#### PROVIDED DATA:

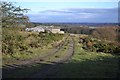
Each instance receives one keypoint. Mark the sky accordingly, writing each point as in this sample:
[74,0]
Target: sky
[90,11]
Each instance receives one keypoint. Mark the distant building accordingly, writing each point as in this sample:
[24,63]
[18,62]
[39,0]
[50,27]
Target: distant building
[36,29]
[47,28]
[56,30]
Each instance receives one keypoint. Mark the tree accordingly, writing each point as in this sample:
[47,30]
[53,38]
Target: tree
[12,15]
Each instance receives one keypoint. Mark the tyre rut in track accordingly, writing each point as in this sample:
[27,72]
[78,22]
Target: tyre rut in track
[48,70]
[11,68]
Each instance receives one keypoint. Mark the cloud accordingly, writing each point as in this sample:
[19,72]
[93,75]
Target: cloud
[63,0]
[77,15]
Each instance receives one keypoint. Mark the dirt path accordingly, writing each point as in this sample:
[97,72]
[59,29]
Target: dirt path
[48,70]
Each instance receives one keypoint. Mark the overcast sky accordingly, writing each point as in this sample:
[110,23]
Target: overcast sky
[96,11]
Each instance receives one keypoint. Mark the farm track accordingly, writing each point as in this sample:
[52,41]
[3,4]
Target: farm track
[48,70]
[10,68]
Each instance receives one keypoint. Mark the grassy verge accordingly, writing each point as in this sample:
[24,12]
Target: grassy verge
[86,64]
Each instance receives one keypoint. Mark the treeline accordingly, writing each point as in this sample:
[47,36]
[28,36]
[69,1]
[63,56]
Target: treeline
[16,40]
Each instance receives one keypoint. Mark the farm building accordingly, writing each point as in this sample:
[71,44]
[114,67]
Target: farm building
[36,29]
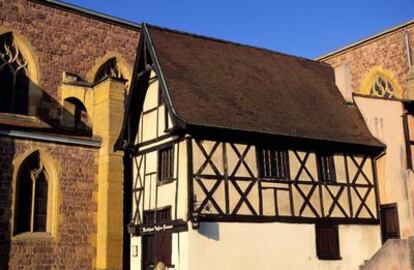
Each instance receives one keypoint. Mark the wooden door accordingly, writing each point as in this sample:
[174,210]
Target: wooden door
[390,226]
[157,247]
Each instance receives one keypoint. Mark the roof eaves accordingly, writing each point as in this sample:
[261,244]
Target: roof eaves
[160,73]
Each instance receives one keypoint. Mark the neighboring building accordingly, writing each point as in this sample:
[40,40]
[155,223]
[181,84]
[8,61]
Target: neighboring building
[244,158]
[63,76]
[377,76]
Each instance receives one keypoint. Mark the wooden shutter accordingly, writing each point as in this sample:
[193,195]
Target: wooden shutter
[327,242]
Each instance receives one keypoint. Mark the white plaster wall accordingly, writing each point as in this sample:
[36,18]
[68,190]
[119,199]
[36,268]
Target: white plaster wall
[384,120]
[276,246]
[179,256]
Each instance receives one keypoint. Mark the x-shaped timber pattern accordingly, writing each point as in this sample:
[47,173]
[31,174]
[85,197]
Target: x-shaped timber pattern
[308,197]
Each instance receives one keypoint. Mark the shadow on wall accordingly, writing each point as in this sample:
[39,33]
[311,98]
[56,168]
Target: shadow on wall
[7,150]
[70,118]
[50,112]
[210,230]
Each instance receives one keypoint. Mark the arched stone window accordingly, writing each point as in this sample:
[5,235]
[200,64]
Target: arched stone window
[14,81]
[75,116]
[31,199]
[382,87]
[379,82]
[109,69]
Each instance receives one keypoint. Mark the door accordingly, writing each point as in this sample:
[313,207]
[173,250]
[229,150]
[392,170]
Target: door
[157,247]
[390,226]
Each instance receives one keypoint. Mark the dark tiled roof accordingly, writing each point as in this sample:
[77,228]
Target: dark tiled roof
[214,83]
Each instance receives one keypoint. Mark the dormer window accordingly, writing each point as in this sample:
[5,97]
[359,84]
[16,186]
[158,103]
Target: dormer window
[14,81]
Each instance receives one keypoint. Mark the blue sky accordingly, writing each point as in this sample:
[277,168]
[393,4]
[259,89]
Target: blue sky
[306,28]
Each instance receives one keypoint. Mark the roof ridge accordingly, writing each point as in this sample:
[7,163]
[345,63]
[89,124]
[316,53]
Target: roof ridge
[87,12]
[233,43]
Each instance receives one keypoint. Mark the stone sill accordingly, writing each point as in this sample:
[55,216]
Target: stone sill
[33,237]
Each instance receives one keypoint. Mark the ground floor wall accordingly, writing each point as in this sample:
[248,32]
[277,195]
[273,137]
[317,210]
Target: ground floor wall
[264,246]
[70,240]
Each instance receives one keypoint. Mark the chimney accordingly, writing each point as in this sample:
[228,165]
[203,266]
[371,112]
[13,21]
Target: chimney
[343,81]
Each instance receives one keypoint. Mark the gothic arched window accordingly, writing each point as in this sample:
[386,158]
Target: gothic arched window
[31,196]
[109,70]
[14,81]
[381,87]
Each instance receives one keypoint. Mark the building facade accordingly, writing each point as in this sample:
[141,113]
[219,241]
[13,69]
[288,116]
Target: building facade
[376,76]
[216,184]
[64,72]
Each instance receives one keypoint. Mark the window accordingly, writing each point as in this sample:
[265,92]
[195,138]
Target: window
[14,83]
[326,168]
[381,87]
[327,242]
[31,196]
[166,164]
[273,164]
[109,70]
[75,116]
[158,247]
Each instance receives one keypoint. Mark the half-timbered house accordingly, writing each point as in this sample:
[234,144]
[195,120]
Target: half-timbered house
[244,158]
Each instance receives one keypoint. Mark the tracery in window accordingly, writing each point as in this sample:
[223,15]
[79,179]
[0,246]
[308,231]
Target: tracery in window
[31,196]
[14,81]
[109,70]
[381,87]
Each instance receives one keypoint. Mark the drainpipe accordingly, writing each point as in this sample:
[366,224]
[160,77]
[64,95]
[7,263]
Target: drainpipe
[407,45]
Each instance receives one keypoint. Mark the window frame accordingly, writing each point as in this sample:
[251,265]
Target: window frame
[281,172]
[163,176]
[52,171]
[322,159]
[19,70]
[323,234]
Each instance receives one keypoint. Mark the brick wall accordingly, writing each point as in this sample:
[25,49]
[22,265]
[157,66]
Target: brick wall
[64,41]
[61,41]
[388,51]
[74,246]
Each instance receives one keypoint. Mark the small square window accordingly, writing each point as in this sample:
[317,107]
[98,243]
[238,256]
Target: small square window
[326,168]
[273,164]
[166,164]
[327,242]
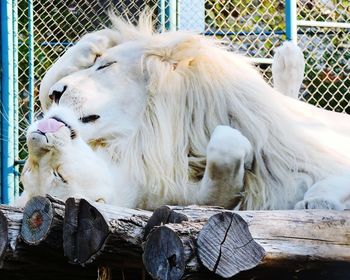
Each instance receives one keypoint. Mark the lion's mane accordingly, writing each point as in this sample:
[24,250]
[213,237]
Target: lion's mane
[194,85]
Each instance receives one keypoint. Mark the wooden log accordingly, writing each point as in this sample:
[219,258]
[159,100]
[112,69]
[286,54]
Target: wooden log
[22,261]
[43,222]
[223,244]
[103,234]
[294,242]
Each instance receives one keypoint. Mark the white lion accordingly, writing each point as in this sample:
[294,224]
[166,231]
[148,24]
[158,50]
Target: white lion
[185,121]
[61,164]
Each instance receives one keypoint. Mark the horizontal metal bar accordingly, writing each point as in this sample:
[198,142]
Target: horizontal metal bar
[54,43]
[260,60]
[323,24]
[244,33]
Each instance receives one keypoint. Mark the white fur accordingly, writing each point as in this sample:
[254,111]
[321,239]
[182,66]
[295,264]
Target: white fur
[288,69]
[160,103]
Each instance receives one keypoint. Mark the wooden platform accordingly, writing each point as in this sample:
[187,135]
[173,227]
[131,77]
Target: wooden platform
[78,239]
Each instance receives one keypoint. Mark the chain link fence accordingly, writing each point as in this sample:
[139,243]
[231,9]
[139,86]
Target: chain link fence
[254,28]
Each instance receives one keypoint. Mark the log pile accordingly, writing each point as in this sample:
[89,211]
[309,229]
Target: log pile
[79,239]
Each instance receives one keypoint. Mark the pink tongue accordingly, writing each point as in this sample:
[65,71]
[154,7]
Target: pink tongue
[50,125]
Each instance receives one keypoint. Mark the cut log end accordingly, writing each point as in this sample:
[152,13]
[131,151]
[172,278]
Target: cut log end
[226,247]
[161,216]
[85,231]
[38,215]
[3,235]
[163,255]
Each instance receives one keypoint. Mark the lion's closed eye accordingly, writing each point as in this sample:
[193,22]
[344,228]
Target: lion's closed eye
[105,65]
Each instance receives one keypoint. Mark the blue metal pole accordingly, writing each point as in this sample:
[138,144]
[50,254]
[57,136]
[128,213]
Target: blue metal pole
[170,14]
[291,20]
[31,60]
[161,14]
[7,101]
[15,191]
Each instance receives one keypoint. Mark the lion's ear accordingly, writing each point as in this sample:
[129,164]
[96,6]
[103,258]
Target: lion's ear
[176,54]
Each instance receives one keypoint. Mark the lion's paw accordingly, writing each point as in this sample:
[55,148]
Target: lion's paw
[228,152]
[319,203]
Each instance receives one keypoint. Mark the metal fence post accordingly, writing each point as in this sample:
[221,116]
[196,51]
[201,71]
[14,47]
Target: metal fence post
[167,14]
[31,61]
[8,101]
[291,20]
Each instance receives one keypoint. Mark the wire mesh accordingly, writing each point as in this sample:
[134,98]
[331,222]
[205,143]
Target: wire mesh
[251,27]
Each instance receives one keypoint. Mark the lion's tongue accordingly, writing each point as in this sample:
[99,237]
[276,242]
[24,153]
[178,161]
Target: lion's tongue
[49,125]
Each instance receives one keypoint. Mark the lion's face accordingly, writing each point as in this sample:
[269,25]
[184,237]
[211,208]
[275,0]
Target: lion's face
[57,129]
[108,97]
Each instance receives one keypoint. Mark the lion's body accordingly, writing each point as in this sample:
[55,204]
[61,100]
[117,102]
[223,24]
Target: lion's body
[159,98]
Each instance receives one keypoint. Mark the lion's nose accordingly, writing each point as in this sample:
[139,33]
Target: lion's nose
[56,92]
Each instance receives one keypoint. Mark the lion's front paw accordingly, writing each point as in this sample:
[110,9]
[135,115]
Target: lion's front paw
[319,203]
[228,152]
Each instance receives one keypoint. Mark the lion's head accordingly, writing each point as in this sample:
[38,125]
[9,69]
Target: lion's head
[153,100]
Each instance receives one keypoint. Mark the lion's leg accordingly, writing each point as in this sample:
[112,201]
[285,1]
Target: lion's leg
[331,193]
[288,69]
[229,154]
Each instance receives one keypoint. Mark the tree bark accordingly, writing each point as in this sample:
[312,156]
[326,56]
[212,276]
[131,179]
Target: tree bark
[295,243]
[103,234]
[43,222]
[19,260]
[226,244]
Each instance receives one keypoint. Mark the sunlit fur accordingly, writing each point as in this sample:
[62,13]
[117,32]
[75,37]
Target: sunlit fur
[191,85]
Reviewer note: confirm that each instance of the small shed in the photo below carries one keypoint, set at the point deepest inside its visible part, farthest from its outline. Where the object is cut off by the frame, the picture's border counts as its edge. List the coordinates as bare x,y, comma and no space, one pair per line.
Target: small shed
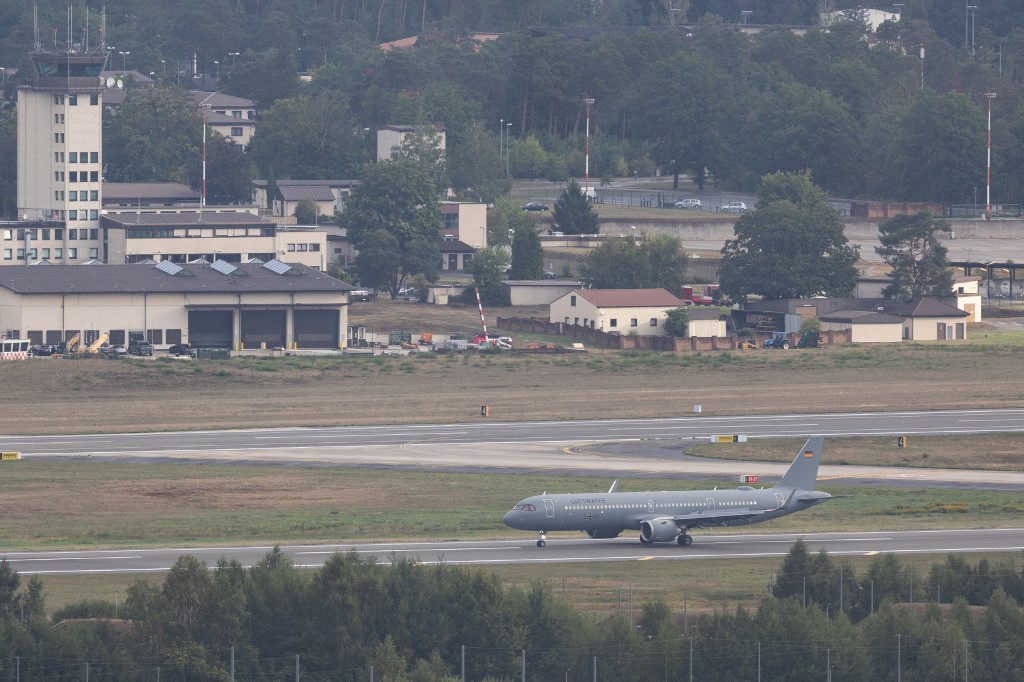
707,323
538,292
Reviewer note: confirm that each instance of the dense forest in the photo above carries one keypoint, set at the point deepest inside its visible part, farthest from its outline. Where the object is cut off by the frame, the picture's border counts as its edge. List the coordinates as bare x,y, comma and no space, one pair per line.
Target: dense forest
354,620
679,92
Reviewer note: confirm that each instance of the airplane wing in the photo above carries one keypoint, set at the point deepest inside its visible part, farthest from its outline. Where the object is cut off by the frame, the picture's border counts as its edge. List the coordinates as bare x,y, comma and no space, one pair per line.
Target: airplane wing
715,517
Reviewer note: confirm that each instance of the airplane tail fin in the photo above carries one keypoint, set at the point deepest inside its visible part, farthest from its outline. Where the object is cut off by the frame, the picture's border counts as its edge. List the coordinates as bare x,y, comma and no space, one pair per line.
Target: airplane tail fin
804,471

#### TASK TO CARRY OUT:
Show me all lines in the records that contain "above".

#### RESPONSE FOR THIS EXERCISE:
Reviewer note: confirm that each instance of the dense forest in the photo above carries one keypoint, set at the point deepest inside its visible part, farthest from its outline. Where the object is cut off by the frame, the picture's border counts as its edge. List the coordinates as bare x,y, comma and no space, one pair per line.
Reviewer note: confirm that each instance of the airplane wing in the photo above carries one keypoint, set at the point deepest inside its visible part, farthest from its outline. Where the object is cut off by the frame, the picture's border counts as its edge. List the coordinates as bare x,y, comma and no space, one pair per line.
Reviewer note: confirm that each instance of the airplane tail fin in the photo above carries one keypoint, set at the point deepest inside its visible part, farthest from its outline. Where the object is cut off by the frame, the picture's border counts as its edge. List the coordinates as bare x,y, comma and no space, one pair per line.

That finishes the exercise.